▶ [Texte fourni]
——————

Journée mondiale Alzheimer : déremboursement des médicaments. Quelles solutions pour une meilleure prise en charge des malades ? réponses du Dr Thierry Bautrant sur l’EHPAD de demain.

A l’heure où les personnels des établissements d’hébergement de personnes âgées dépendantes (EHPAD) dénoncent leurs conditions de travail et les conséquences sur les patients ; à l’heure du déremboursement des médicaments anti-Alzheimer, quelles solutions existe-t-il ? Le Dr Thierry Bautrant, médecin psychiatre spécialisé en géronto-psychiatrie, spécialiste des troubles du comportement dans la maladie d’Alzheimer, Directeur d’EHPAD nous livre des pistes de réflexion sur l’EHPAD de demain.

En tant que Directeur d’EHPAD, quels principaux problèmes rencontrez-vous au quotidien ?


De plus en plus de personnes âgées (les plus de 60 ans devraient représenter 28 % de la population en 2025), vivent plus longtemps et mieux. Mais lorsqu’ils viennent en maison de retraite, en moyenne à 85 ans, c’est souvent avec une dépendance physique très forte ou une détérioration cognitive importante. Dans les EHPAD, il y a environ 70% de malades Alzheimer, lesquels présentent, dans environ 96%, des cas des troubles du comportement qui peuvent devenir très invalidants (opposition, fugue, agressivité, agitation, violence verbale ou physique). Les soignants sont en première ligne et subissent ces troubles au quotidien (lors des toilettes matinales, au moment des repas, des changes, du coucher). Ces troubles, qui arrivent souvent de manière très violente, sont la principale cause de l’épuisement du personnel en EHPAD.

 

Comment y remédier ? Quelles solutions mettre en place ?

Doubler le nombre de soignants ? Idéalement il faudrait 60 équivalents temps plein pour 100 patients ! Ce n’est apparemment pas possible, le budget serait trop important pour un tel effectif. Mais il existe déjà d’autres solutions : les Thérapies Non Médicamenteuses Personnalisées, dont les principales sont la réminiscence thérapie (thérapie par le souvenir), la réorientation thérapie (aménagement de l’environnement du patient) ou encore la technique de Montessori(étude des capacités restantes de la personne) et il y en a bien d’autres…Ces thérapies non médicamenteuses sont bienveillantes et bien traitantes envers les malades et surtout dépourvues d’effets secondaires. Elles peuvent simplifier la vie des aidants et des soignants si elles sont personnalisées et adaptées aux troubles du malade. Elles peuvent également retarder l’entrée du malade en institution car elles favorisent le ralentissement de la perte d’autonomie.

——————

▶ [Consigne]
Traduisez en anglais cette phrase du texte fourni : « Ces troubles, qui arrivent souvent de manière très violente, sont la principale cause de l’épuisement du personnel en EHPAD. »

▶ [Données fournies]

——————

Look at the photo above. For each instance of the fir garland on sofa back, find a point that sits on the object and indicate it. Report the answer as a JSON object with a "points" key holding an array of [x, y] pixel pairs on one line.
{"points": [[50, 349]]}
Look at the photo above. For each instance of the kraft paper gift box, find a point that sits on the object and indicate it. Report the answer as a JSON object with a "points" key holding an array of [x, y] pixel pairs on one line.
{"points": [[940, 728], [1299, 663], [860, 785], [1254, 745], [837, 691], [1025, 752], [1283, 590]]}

——————

▶ [Résultat]
These disorders, which often occur very violently, are the main cause of staff exhaustion in EHPADs.